## [Page]
This post originally appeared as a contributed article on Coindesk on December 27, 2018. Click here to read the post.
Over the last 20 years, a lot of companies have built large online marketplaces to connect buyers and sellers. Amazon, eBay, Uber, and AirBnb typically come to mind as the most obvious examples. But there are many more.
Starting a few years ago, VCs began to publish variations of the mock up below. It shows how almost every sub vertical on Craigslist has become a large enough market with enough idiosyncrasies to justify a bespoke marketplace with dedicated features and optimized search and discovery.
Although each of these markets is a P2P marketplace, each of these marketplaces is run by a centralized company. This tells us a few things:
- There is no structural reason why most P2P markets need to be decentralized.
- Because the centralized entity imposes a tax on all transactions that take place on its platform, it can justify spending capital on attracting both supply and demand to join the marketplace. Supply and demand acquisition makes the product service more valuable for existing participants through network effects, and creates a defensible moat so that other marketplaces cannot as effectively compete.
Given these two observations, we should naturally ask: what markets are actually better as P2P markets without a centralized intermediary?
It turns out there are actually quite a few markets that we can already identify that are better truly decentralized. And I suspect there will be many more that are unlocked as the crypto ecosystem matures.
To answer this question, let’s consider the unique strengths of blockchains. In no particular order:
- Near-0 transaction fees. This should allow for micro payments. For real-time payments between untrusted parties, this can be compelling (e.g. pay per byte of data). This can also reduce administrative costs in the legacy financial system (e.g., T+3 settlement for securities).
- The ability to collect revenue without setting up a legal entity. This is particularly beneficial for networks like Filecoin, in which it would be counterproductive if consumers needed to setup an LLC to participate.
- (Psuedo)anonymity. The ability to participate in a network without KYC of any form.
- Regulatory arbitrage. Governments create all kinds of friction around many forms of commerce. For example, prediction markets are illegal in most jurisdictions, despite the fact that there is virtually no evidence that they produce meaningful negative externalities for society.
- Permissionless. Several billion people around the planet don’t have a bank account. Generating a key pair—and thus the ability to store digital scarcity securely—for a blockchain is free for everyone. That key pair is global, and isn’t subject to international transaction fees.
- Trust minimized. Blockchains allow distrusting parties to transact without trusting any person or institution, rather the parties can transact while only trusting math and game theoretic incentives (e.g., using 0x to trade assets).

Region annotation entries:
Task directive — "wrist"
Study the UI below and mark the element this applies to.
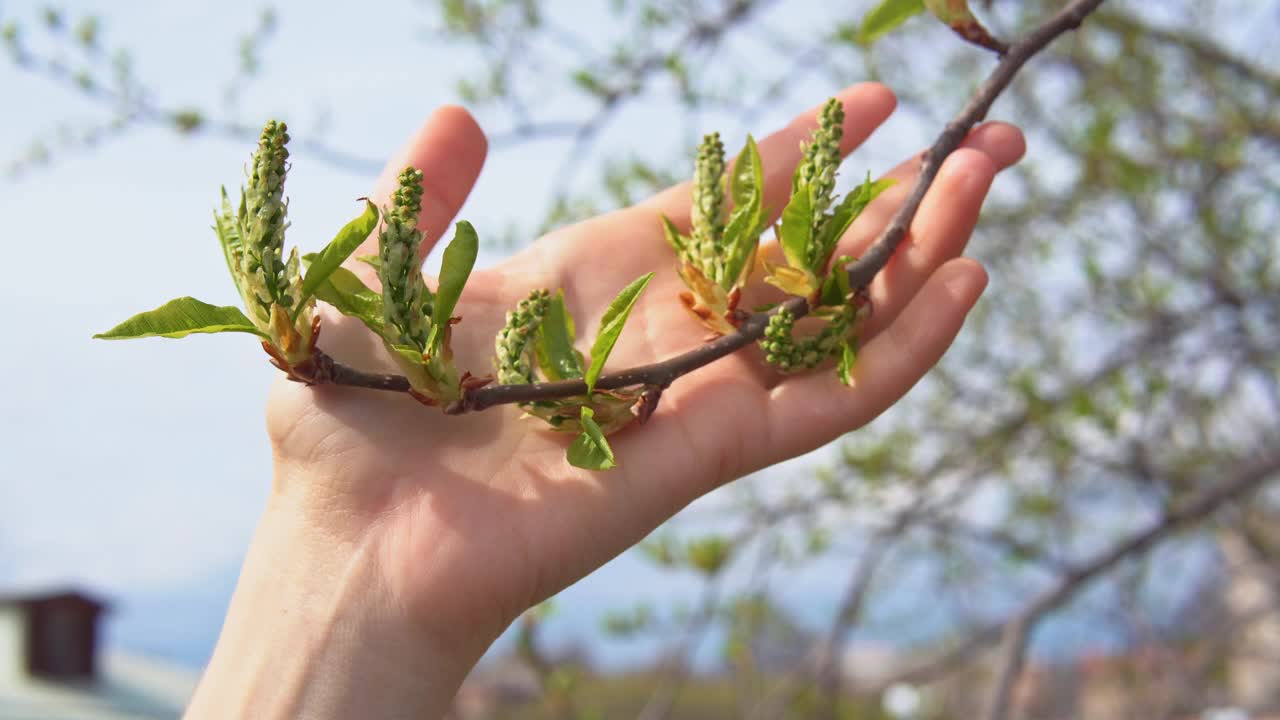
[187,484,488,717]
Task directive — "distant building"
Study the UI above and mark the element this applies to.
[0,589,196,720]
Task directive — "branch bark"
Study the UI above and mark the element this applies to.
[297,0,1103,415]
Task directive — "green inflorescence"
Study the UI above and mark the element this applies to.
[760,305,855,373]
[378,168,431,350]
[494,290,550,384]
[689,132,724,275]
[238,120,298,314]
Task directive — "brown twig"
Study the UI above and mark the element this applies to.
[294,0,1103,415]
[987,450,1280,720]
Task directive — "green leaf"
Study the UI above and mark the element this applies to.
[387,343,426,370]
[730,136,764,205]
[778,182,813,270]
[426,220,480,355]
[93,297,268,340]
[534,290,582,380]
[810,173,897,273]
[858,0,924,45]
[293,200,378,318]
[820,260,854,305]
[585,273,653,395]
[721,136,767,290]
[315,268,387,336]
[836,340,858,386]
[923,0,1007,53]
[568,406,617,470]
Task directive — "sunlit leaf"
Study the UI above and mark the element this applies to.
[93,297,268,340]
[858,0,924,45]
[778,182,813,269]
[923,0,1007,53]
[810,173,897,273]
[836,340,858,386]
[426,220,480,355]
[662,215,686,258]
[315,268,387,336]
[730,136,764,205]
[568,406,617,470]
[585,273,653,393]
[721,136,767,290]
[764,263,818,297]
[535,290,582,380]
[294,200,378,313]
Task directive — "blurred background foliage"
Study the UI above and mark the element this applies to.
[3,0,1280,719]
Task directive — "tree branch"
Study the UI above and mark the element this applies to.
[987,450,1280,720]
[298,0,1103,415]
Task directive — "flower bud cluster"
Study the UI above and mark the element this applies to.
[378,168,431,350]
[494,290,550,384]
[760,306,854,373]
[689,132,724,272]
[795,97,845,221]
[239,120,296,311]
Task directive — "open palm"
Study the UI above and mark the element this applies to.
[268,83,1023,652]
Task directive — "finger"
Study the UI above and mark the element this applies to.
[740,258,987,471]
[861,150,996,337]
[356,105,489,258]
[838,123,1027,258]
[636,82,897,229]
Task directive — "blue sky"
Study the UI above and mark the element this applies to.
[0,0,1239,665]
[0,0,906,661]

## [Aim]
Summarize the post on decentralized marketplaces in two sentences.

## [Solution to the exercise]
Although many peer-to-peer marketplaces are run by centralized companies that tax transactions and spend that capital attracting supply and demand, quite a few markets are better truly decentralized, and more may be unlocked as the crypto ecosystem matures. To find such markets, the post lists the unique strengths of blockchains: near-zero transaction fees, collecting revenue without a legal entity, pseudonymity, regulatory arbitrage, permissionless access, and trust minimization.